** PROBLEM TO WORK ON **
Continue the news report on the death of climber Ali Raza Sadpara from the end of its final paragraph.

### TEXT BLOCK

Legendary climber Ali Raza Sadpara laid to rest

ISLAMABAD, May 27 (APP): Legendary Pakistan climber, Ali Raza Sadpara, who breathed his last on Friday after succumbing to injuries, was laid to rest in Skardu.

The 56-year-old had suffered serious injuries on May 17 after falling down a mountain during a routine training near his village Sadpara in Skardu as part of his preparations to summit K2 this summer when he slipped off a cliff and fell into a ditch.

According to Alpine Club of Pakistan (ACP), he was admitted to a regional hospital where doctors said he had broken his spinal cord and ribs. Since then, he was on a ventilator but he did not recover,” Karrar Haidri Secretary ACP told APP.

Ali Raza had 17 successful summits to his credit including all the above 8000m peaks in Pakistan barring K2. “It was his dream to conquer K2. He attempted the peak [K2] twice in the past but returned both times due to bad weather when he was just a few hundred metres away. This summer, he was once again set to embark on a K2 expedition that this unfortunate incident took place and consequently he lost his life,” he added.

######
### DATASET ENTRIES

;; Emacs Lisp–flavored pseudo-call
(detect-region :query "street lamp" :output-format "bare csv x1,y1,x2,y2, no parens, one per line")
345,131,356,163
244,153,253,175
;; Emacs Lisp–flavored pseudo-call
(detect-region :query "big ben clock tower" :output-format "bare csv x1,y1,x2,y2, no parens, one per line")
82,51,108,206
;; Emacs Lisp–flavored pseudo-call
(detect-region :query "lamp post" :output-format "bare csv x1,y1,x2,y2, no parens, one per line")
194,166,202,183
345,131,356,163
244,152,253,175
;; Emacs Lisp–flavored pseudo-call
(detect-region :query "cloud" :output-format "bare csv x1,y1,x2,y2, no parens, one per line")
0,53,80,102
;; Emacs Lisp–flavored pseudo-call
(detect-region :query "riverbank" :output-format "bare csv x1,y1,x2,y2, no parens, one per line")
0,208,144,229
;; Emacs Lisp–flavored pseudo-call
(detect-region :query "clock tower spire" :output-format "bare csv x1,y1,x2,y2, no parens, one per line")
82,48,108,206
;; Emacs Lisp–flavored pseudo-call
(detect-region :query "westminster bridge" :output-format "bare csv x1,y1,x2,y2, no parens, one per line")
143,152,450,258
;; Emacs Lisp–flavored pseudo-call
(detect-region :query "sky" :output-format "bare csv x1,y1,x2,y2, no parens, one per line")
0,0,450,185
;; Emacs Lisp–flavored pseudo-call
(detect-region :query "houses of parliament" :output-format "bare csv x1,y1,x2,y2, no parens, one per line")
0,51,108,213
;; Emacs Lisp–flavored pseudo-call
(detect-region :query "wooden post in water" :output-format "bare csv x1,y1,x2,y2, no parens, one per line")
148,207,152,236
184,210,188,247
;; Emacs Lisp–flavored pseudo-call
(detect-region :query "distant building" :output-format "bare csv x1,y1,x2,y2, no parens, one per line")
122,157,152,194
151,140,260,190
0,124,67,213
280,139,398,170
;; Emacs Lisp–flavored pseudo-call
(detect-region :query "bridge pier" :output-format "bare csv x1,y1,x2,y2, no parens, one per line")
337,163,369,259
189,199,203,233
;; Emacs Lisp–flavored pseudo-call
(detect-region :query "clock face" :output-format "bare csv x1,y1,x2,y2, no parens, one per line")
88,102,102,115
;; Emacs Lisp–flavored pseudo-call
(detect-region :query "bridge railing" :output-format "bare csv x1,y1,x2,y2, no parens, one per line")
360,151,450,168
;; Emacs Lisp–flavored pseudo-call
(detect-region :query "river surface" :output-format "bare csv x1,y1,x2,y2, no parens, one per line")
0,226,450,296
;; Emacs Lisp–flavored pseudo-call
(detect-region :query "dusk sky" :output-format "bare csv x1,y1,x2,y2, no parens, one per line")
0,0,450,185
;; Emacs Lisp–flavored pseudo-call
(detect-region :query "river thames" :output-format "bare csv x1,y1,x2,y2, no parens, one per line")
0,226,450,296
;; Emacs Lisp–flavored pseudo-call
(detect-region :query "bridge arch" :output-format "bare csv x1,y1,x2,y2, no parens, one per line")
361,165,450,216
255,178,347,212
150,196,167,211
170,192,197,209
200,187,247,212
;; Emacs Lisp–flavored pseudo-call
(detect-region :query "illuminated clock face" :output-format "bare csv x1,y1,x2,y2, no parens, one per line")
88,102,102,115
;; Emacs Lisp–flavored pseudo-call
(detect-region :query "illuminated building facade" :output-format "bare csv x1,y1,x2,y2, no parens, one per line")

######

** SOLVED PROBLEM **
Ali Raza was also the mentor of the late Ali Sadpara and Hassan Sadpara, who belonged to his village.

He started his climbing career in 1986 as a high-altitude porter at K2. He ascended Broad Peak (8047m), four times in 1993, 2005, 2011, and 2017, Gasherbrum-II (8035m) five times in 1998, 2004, 2017, 2018 and 2021, Gasherbrum-I( 8068m) four times in 1990, 2000 and 2017. He scaled Nanga Parbat (8125m) in 2005, SiaKangri in 1996, BaltoroKangri in 2000. He also summitted Spantik (7027m) four times.